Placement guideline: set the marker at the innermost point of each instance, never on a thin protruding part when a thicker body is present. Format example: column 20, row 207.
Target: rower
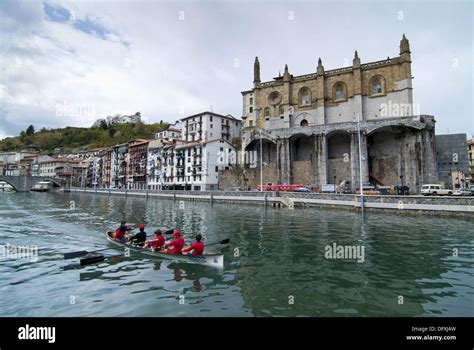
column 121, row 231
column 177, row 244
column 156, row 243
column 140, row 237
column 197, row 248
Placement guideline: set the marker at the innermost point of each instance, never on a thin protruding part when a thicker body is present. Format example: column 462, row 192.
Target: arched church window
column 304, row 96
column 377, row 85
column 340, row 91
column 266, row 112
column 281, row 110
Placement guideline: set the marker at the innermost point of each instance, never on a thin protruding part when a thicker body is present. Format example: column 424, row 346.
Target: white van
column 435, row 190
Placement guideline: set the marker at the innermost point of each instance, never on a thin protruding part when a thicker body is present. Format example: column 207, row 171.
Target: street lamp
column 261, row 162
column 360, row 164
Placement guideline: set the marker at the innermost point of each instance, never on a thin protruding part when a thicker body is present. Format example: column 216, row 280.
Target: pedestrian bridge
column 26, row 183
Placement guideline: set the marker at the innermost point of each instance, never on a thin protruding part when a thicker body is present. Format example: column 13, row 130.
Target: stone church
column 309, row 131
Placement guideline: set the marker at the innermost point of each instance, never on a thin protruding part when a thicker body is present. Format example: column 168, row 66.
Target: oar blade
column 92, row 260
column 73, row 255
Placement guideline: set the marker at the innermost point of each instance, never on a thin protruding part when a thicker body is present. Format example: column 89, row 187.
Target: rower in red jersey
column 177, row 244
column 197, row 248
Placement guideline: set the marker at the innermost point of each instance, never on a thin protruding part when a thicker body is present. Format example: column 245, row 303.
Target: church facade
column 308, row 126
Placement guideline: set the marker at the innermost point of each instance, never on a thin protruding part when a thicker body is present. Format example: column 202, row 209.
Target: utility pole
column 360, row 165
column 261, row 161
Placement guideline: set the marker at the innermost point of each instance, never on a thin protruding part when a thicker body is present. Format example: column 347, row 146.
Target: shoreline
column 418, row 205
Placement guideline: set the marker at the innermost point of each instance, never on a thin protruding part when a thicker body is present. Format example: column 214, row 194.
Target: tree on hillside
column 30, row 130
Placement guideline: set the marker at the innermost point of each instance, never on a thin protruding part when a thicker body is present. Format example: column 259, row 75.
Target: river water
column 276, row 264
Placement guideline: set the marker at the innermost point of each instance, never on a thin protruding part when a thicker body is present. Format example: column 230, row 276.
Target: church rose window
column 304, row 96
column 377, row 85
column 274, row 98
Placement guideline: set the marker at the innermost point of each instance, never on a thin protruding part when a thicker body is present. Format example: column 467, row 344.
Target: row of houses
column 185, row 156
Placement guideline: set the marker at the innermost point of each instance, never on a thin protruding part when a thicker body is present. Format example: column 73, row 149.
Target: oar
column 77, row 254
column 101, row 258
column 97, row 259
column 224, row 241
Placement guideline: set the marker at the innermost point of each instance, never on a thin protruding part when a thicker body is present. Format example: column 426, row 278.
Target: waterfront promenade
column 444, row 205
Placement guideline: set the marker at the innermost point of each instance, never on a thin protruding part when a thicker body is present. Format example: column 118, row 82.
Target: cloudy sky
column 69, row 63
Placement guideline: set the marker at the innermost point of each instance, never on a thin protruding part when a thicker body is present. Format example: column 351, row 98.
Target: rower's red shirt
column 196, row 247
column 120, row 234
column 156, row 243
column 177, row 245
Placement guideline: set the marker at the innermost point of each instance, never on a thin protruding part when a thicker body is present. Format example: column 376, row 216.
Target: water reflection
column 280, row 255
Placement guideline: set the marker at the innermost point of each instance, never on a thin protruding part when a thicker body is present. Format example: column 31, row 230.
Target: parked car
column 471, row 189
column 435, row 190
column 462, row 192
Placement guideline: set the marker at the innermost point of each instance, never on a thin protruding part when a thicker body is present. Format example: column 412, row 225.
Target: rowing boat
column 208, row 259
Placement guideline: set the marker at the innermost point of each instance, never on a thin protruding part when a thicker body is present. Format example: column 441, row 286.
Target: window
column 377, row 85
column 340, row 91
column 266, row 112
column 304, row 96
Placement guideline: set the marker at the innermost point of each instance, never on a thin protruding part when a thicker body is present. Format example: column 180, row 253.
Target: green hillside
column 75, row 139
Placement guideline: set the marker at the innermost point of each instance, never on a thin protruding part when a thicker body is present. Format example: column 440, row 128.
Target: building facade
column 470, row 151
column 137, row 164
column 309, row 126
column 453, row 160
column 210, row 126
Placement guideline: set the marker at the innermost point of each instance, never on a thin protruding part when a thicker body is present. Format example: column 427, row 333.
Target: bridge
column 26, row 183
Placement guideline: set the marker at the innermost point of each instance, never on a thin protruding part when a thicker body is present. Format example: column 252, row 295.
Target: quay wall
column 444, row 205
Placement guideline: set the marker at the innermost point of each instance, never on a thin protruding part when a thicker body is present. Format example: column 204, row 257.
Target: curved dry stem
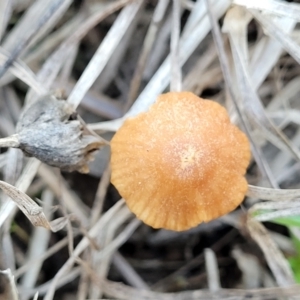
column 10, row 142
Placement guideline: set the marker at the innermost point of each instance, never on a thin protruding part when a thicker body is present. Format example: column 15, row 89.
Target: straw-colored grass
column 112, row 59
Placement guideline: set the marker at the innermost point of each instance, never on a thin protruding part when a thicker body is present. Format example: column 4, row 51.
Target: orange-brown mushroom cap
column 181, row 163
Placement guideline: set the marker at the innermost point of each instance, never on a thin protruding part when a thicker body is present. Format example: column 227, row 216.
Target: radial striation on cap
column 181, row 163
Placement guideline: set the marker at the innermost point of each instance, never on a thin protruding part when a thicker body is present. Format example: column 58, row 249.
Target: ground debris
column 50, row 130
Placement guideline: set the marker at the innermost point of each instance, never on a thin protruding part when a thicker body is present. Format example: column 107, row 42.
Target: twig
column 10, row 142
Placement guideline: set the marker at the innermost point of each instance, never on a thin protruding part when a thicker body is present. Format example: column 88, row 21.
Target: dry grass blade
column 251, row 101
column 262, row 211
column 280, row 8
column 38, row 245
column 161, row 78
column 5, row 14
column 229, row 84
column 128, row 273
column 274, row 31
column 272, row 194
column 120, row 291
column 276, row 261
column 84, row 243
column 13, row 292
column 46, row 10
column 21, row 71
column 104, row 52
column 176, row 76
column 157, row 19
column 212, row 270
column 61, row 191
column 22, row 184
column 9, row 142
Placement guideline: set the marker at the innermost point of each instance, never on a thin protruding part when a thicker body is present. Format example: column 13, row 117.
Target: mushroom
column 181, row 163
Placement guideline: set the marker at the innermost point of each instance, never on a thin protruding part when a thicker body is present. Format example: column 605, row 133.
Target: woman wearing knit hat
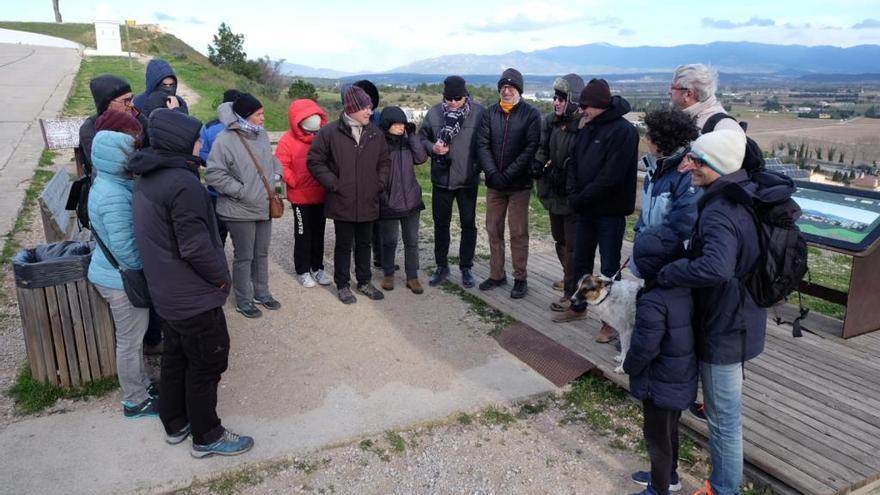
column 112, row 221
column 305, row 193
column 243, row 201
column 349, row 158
※
:: TO DO ::
Edit all of the records, changing "Placement guideline" to "Marking rule" wherever it occurs and leaving every other part unchanged. Omit the pictures from your answer.

:: SOLUTION TO THE PROBLEM ::
Marking rule: set the marker at the innermost point of each instance, never on a thin protruding part when a thicker body is present. Format example: column 20, row 207.
Target: rower
column 121, row 231
column 177, row 244
column 156, row 243
column 140, row 237
column 197, row 248
Marking rule: set the marker at the innermost point of each instance, never on a thin protruding part when a thicker body is present. Format example: column 462, row 192.
Target: arched church window
column 304, row 96
column 377, row 85
column 340, row 91
column 266, row 112
column 281, row 110
Marking rule: set the marker at the innermost point of each instance, never on a thin protruding part when a thicker body is present. Format example: column 424, row 346.
Target: white van
column 435, row 190
Marking rule: set the marker at the innermost point of each instance, never on a thin protruding part when a thicker body is present. Format example: column 207, row 171.
Target: street lamp
column 261, row 162
column 360, row 164
Marking rule: set the marker at the innermost point of each instance, never on a thin protruding part when a thicker body is present. Format example: column 216, row 280.
Target: pedestrian bridge
column 26, row 183
Marking rule: set the marker at the innermost point of each instance, never on a thin protruding part when a thicker body is present. Format example: column 13, row 130.
Target: stone church
column 309, row 131
Marking rule: set the marker at the innermost point of each instance, never on a thin protruding part when a thicker body is present. Format example: column 168, row 66.
Target: oar blade
column 92, row 260
column 73, row 255
Marking rule: set the marker at the innermost point of each instance, never on a thin protruding part when a thicker body is present. Format example: column 89, row 187.
Target: rower in red jersey
column 177, row 244
column 197, row 248
Marking rule: set the marker at the innermost point of each instance, never on a thin protruding part when a thicker body is present. Format example: column 245, row 303.
Target: church facade
column 308, row 126
Marking rule: set the marker at the innermost point of each instance, never on a thin protruding part when a thicker body is present. Format example: column 202, row 209.
Target: utility pole
column 360, row 165
column 261, row 161
Marking rule: set the marker at the innermost point of each instance, never on a thin protruding part when a thicker body is present. Format example: column 347, row 146.
Target: shoreline
column 418, row 205
Marking rule: set the marker at the innermost point of each instance, never on a thin protruding part when a thicker body is present. Format example: column 214, row 194.
Target: tree on hillside
column 30, row 130
Marking rule: set the marker at the innermost point of each instance, never on a thin protruding part when a thicker body is present. Format example: column 259, row 75.
Target: river water
column 276, row 264
Marking rule: set the marker at the innermost point of each instance, never on a thin protruding part when a thicker body is present. Format example: column 230, row 276.
Target: church rose window
column 304, row 96
column 377, row 85
column 274, row 98
Marking rule: set the marker at the innermost point of each instance, never on a thin protruding part when a thicker body is present. Format example: column 467, row 344.
Target: row of houses
column 185, row 156
Marking rule: set the marker at the innermost point of each instance, never on a thin protruding part when a thicker body is present. Format example: column 73, row 149.
Target: oar
column 77, row 254
column 101, row 258
column 97, row 259
column 224, row 241
Marking rule: set the marker at the innermost point of each instance, never on a thin protruding part when a thicker body is present. Format example: column 426, row 278.
Target: waterfront promenade
column 444, row 205
Marking rule: set the marker at the innermost point of each instance, never on a thin protruding part when a thicker body is present. Format example: column 118, row 82.
Target: cloudy sky
column 69, row 63
Marking rule: set the marker at the innermost point of each instance, never on a thin protruding part when a thicker body is present. Format example: column 351, row 98.
Target: rower's red shirt
column 196, row 247
column 120, row 234
column 156, row 243
column 177, row 245
Marking rule: set the marker at the innermost point of each instance, never on a thin protruding part when a thicker body is present. Format example: column 376, row 216.
Target: water reflection
column 280, row 255
Marking rule: set the marker at the innermost point of each instance, never on a thin protruding part when a thicker body is present. Format example: column 31, row 230.
Target: parked car
column 471, row 189
column 435, row 190
column 462, row 192
Marking rule: set the marker at the innermost point of each instance, never on a thin protruding part when a thicker body is present. Format example: column 412, row 225.
Target: rowing boat
column 208, row 259
Marking rule: set the marker at the innermost point of each instance, never on a thin protruding part when a thicker body is present. Format example: column 441, row 286.
Target: window
column 377, row 85
column 340, row 91
column 266, row 112
column 304, row 96
Marking rule: set the marker at the innermost point of each instance, never on a thin protruding part when a thicker body is present. Format example: column 180, row 253.
Target: green hillside
column 75, row 139
Marking rule: set the marker at the innermost point of each instance, never on a thin protruding part when a thicker body is present. Format example: column 440, row 128.
Target: building facade
column 470, row 151
column 137, row 164
column 309, row 126
column 453, row 160
column 210, row 126
Marking rule: set the marker at the innermost point of each instance, never on a thin protruding part when a thicker body is present. Format example: column 427, row 333.
Target: bridge
column 26, row 183
Marking rule: set the marker at the innermost point of each instance, never on a thin protruding part when a thicker body is present. Format example: column 252, row 295.
Target: quay wall
column 444, row 205
Marking rule: set the marker at the innermost point of each instance, never on a thin protruding part when a thicker body is present. Format example: column 204, row 257.
Target: curved dry stem
column 10, row 142
Marking rule: set the marker at the innermost point of each instance, never on a thin protruding part when a thicker body is present. Format example: column 15, row 89.
Target: straw-colored grass
column 112, row 59
Marking rule: set the marker at the innermost point of each instance, never on a thin protruding part when a thicker body is present. Format example: column 4, row 51.
Target: orange-brown mushroom cap
column 181, row 163
Marking rule: set the marker at the innermost point of each instance, never on a thin protruding part when a thicker body is present. Format example: column 227, row 216.
Target: radial striation on cap
column 181, row 163
Marking rule: set the marker at the innermost point of each instance, never on a thin protruding part when a thicker body is present. Format example: column 58, row 249.
Target: ground debris
column 50, row 130
Marking rule: set the marker at the innermost point of each instance, never on a thin protruding part when a thicker body is present. Format example: column 107, row 42.
Target: twig
column 10, row 142
Marking rule: set the marker at the innermost point of each instance, never on a thin protruding part when a thicker body is present. Format example: column 88, row 21.
Target: dry grass blade
column 251, row 101
column 262, row 211
column 280, row 8
column 38, row 245
column 161, row 78
column 5, row 14
column 229, row 84
column 128, row 273
column 274, row 31
column 272, row 194
column 120, row 291
column 276, row 261
column 84, row 243
column 13, row 292
column 46, row 10
column 21, row 71
column 104, row 52
column 176, row 76
column 157, row 19
column 212, row 270
column 61, row 191
column 22, row 184
column 9, row 142
Marking rule: set the marker at the innermost point of each instance, never on a thin protruding part when a thicker body is present. Format example: column 13, row 117.
Target: mushroom
column 181, row 163
Marking rule: set the marker at the innermost point of each instance, never on a thin protruding part when a thicker body is present. Format example: column 605, row 133.
Target: woman wearing knit hat
column 112, row 221
column 305, row 193
column 243, row 201
column 349, row 158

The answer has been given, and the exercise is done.